━━ Text segment ━━

OK, back to the eggs: The question facing the consulting statistician was how to establish that the eggs were actually paired. Of course, it is possible that the eggs were laid in a random manner and they just appeared to be laid in pairs.
The statistician first developed a quantitative measure of ?pairedness.? The minimum average paired distance (MPD) is obtained by examining each of the possible pairings of the eggs in the nest, measuring the distance between pairs, and selecting the pairing that minimizes the sum of the distances between each pair. The MPD is this sum divided by the number of pairs.
The statistician then used simulation to construct 1000, randomly laid dinosaur nests. For each of these "virtual" nests, he determined the MPD. Thereafter, he constructed a histogram of the 1000 MPD's to create a distribution of MPD's for randomly-laid nests. In other words, the histogram (constructed via simulation) represented a picture of what nests would result if the eggs were truly laid in a random manner.

━━━
━━ Data excerpts ━━

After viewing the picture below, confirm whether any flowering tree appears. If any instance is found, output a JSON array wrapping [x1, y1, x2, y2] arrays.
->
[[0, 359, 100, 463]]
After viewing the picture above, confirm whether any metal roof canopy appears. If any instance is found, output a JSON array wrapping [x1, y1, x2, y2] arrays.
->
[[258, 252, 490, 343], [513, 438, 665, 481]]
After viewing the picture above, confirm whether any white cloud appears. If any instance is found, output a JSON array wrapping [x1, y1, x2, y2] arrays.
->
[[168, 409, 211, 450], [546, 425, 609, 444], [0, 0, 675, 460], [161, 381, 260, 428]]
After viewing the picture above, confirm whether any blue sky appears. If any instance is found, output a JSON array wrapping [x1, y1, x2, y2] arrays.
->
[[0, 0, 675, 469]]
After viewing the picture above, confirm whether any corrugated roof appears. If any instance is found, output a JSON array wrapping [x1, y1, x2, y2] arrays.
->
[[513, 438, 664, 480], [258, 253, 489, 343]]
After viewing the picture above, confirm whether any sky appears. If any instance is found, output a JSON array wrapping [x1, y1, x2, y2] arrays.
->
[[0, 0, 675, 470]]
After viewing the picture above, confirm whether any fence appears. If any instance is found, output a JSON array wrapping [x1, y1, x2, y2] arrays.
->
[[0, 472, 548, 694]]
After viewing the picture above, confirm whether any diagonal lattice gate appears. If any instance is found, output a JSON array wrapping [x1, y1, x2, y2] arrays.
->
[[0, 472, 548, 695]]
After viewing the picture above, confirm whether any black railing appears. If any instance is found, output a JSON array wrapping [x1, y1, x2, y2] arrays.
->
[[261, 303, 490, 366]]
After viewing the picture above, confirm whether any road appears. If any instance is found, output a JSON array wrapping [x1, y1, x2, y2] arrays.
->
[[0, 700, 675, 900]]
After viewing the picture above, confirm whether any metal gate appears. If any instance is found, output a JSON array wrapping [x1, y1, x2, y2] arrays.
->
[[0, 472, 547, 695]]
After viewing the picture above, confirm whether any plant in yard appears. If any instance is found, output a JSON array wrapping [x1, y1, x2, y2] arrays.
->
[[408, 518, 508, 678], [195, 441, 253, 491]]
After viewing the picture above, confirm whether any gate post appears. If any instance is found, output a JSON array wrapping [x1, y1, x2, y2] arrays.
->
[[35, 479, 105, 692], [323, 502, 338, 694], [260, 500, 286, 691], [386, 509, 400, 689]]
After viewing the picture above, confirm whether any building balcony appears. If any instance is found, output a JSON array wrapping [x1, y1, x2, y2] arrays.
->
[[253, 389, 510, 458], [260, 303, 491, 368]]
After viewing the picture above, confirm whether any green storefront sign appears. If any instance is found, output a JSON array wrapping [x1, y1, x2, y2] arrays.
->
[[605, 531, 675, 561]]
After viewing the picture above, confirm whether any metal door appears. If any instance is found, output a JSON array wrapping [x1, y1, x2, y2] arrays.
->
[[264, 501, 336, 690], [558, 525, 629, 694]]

━━━

Render the sentence "The MPD is this sum divided by the number of pairs." from the dinosaur-egg text in Spanish.

El MPD es esta suma dividida entre el número de pares.